--- Consignes ---
- a) D'après le texte sur Sémélé, en quelles années l'ouvrage d'Eccles a-t-il été représenté ?
- b) Donnez la suite du texte sur Sémélé, en reprenant après sa dernière phrase.

--- Passage fourni ---
----

Sémélé, fille d’Harmonie, mère de Dyonisos, convoitée, aimée mais foudroyée par Zeus, fut le sujet d’un épisode majeur de l’opéra anglais, en fait l’annonce de sa mort. John Eccles aura pourtant produit son chef-d’œuvre avec cet ouvrage magnifique où passe plus d’une fois le souvenir de Purcell qui est quasiment cité au long d’une admirable scène de sommeil. C’est tout un art de subtilité et d’élégance qui se referme ici, où transparaissent comme chez Purcell des influences françaises, et heureusement Anthony Rooley, dans un enregistrement aussi imparfait qu’attachant, en avait déjà révélé une part des beautés. L’ouvrage n’eut pas le temps de plaider sa cause, deux seules représentations à deux années de distance – 1705 et 1707 – avant que ne paraisse le génie de Haendel et l’invasion de l’opéra italien.
Bravo donc à l’équipe réunie par Julian Perkins dont les chanteurs caractérisent mieux des personnages hauts en couleurs mais qui aurait gagné à évoluer dans un orchestre plus chamarré. Du moins l’allant du théâtre est toujours là, doublé d’un certain esprit hérité des « Masques », l’œuvre contient tant de beautés qu’elle vous sera une singulière révélation que vous approfondirez en vous immergeant dans l’abondant livre qui accompagne cette édition particulièrement soignée. Et maintenant si les mêmes nous offraient The Judgment of Paris, l’autre collaboration (malheureuse pour d’autres raisons) d’Eccles avec William Congreve ?
Sémélé et sa malédiction : Haendel céda lui aussi à l’excellent texte du poète, mais il choisit non pas de poursuivre dans la voie de l’oratorio si brillamment illustrée par Saul cinq ans plus tôt, mais bien d’écrire une œuvre pour la scène en langue anglaise.

----

--- Données fournies ---
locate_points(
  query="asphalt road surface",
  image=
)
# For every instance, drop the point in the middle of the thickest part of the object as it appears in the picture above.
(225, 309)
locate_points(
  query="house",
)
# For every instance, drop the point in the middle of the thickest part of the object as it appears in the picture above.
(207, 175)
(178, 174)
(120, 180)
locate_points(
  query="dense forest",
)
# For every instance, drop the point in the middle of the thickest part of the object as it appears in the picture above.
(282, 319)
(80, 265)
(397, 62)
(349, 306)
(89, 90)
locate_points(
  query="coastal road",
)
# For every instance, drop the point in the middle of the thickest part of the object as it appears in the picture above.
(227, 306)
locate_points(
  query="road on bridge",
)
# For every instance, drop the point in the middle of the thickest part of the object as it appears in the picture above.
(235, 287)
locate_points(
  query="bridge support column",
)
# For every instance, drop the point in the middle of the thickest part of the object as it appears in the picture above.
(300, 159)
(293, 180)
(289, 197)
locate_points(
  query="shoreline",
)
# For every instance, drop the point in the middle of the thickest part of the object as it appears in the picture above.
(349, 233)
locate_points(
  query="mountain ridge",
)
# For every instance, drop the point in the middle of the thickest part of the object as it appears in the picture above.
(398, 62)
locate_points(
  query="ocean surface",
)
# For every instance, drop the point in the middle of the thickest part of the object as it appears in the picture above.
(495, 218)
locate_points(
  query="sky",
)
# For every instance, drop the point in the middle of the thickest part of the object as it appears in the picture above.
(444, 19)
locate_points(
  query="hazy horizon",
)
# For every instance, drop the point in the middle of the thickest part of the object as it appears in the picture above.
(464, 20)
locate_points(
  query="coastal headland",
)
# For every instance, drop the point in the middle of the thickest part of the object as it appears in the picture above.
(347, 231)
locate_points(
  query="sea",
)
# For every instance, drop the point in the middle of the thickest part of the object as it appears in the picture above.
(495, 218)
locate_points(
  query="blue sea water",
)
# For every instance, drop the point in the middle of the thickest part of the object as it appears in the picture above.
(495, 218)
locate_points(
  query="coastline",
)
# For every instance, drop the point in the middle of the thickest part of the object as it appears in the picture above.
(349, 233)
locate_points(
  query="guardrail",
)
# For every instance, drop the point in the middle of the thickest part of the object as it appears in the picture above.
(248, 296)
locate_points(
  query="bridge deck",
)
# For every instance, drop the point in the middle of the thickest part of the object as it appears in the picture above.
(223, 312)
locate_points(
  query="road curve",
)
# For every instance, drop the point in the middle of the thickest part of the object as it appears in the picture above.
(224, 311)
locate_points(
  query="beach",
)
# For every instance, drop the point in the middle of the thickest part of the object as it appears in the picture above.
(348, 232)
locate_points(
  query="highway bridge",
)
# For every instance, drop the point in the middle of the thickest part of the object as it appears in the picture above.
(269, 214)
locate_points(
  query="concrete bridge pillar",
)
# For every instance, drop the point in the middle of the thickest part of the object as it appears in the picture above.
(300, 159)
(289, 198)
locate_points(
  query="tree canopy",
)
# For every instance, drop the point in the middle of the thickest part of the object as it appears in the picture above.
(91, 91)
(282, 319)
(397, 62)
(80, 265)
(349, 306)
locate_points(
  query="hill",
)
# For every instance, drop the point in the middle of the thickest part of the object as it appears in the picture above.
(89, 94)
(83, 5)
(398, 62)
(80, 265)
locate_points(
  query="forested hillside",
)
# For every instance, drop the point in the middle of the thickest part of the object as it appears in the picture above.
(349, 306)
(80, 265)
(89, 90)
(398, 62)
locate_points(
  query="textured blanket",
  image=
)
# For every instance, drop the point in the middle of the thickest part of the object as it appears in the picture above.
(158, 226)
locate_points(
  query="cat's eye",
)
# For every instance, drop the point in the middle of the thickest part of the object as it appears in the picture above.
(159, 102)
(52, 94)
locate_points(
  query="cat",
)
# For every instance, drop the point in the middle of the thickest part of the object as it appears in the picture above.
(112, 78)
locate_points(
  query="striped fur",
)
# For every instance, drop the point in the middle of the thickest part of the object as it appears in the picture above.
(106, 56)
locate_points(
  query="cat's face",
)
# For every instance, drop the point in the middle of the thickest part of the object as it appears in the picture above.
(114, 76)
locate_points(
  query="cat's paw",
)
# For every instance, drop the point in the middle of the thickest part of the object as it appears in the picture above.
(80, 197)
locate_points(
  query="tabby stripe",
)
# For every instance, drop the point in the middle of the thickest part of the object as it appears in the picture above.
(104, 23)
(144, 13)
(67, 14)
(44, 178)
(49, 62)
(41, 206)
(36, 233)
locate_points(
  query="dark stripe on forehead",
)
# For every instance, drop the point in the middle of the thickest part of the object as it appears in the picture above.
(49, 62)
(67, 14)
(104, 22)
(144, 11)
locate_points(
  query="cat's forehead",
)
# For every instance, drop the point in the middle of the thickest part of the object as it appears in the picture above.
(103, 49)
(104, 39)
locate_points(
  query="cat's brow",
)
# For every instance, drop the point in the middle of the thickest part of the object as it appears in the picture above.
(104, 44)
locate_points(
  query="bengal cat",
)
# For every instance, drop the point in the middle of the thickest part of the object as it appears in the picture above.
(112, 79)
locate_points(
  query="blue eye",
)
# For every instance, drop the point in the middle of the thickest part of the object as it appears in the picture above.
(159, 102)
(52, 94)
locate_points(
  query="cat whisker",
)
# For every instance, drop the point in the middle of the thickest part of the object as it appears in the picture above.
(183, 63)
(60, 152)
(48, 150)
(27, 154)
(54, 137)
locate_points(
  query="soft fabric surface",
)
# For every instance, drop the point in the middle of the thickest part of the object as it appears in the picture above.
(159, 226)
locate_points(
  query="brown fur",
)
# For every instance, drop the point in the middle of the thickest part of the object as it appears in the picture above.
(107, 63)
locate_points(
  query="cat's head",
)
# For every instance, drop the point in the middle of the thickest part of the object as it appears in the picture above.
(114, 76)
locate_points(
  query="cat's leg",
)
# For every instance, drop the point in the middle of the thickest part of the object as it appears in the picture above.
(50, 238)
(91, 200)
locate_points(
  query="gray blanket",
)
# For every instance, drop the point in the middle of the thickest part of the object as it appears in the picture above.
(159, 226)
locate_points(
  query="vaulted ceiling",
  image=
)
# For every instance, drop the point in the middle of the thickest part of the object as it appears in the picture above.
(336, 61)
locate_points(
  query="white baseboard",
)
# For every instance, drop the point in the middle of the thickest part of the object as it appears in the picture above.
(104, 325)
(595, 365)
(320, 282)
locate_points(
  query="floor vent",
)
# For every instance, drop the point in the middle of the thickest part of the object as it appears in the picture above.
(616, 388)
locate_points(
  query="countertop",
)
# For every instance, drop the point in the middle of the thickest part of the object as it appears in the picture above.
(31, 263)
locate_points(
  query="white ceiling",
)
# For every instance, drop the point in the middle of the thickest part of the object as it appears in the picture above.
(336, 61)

----

--- Résultats de l'exercice ---
- a) En 1705 et en 1707.

- b)
Le public qui avait goûté l’élévation biblique de Saul fut outré par une œuvre qu’il jugea obscène, et avec quelque raison. La structure même de la partition, son style entre deux mondes mirent également à mal une grande part des amateurs d’opéras, l’œuvre tomba alors même qu’elle était une des plus étonnantes propositions théâtrales de son auteur.
John Eliot Gardiner adore cette partition audacieuse, elle fut au programme de ses premiers enregistrements lyriques pour Michel Garcin. En 1981, les micros d’Erato saisissaient à Londres une version magnifique où brillaient d’abord le Jupiter d’Anthony Rolfe-Johnson et la Juno de Della Jones.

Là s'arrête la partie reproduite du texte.